Segment Start: Data under study

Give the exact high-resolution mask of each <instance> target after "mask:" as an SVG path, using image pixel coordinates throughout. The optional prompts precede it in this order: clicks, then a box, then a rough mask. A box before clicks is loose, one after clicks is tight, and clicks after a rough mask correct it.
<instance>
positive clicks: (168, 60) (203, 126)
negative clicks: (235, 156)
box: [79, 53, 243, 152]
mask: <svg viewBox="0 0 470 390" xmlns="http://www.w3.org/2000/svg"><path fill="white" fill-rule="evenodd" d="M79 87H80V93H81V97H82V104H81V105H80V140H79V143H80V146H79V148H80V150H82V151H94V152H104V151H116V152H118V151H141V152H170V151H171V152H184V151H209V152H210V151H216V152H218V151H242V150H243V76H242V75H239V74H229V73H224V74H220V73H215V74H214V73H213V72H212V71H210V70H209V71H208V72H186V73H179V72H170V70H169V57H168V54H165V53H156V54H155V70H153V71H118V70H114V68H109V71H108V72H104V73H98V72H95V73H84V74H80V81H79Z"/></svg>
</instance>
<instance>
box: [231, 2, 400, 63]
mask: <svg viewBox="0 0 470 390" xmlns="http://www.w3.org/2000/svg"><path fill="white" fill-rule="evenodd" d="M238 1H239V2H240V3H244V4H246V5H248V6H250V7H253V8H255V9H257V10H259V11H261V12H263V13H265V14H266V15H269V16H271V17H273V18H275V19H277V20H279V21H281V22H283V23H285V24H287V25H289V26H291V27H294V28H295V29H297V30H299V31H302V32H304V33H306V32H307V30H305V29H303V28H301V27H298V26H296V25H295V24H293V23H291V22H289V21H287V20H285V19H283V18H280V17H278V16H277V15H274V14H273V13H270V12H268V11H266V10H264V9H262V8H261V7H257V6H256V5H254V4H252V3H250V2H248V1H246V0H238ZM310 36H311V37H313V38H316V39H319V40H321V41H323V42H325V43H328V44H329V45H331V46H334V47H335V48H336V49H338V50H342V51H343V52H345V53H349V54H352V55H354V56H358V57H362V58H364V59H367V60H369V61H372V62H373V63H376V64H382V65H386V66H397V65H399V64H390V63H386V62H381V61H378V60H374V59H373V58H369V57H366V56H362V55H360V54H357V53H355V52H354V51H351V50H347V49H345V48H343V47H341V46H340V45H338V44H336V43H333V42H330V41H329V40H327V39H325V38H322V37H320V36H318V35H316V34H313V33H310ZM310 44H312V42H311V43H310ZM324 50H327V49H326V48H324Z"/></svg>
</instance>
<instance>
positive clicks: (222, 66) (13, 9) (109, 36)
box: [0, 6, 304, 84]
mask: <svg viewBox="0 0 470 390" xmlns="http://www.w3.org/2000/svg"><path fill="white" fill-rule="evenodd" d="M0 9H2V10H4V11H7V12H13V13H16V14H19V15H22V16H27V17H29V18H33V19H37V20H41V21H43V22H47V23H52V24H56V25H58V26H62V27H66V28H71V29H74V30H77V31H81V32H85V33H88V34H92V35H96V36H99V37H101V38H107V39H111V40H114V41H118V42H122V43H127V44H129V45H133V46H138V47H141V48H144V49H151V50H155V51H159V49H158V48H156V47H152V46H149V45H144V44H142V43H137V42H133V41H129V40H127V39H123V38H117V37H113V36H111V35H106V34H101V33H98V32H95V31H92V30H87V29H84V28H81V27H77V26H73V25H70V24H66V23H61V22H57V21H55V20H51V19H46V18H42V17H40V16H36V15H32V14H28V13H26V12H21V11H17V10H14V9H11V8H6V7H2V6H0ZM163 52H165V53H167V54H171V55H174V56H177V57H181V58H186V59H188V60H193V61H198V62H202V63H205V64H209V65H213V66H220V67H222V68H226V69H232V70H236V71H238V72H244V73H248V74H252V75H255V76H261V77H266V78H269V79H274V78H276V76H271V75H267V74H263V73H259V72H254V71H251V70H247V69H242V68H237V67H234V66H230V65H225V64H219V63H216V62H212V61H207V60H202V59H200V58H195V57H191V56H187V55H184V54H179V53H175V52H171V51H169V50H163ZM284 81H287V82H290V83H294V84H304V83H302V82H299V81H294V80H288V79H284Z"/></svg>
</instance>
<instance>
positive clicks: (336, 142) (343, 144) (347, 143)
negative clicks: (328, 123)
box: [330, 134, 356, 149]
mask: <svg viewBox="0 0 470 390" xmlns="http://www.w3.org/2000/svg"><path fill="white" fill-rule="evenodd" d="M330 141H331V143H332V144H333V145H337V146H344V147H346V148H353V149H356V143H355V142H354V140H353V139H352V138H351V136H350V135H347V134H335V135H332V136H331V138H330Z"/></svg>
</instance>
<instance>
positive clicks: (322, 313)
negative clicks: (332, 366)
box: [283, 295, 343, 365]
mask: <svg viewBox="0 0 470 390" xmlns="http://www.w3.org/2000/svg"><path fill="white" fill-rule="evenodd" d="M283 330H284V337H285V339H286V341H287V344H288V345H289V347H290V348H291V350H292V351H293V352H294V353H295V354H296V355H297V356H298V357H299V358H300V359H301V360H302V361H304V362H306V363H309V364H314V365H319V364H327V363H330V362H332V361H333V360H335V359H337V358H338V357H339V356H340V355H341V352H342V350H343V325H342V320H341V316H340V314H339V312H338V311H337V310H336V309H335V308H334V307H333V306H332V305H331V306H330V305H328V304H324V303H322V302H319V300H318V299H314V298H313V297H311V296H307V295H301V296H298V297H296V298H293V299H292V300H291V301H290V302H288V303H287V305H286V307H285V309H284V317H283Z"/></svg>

Segment End: Data under study

Pull out every line of the records above that contains the word "negative". Case counts.

_Answer space:_
negative clicks: (235, 156)
negative clicks: (328, 123)
negative clicks: (332, 366)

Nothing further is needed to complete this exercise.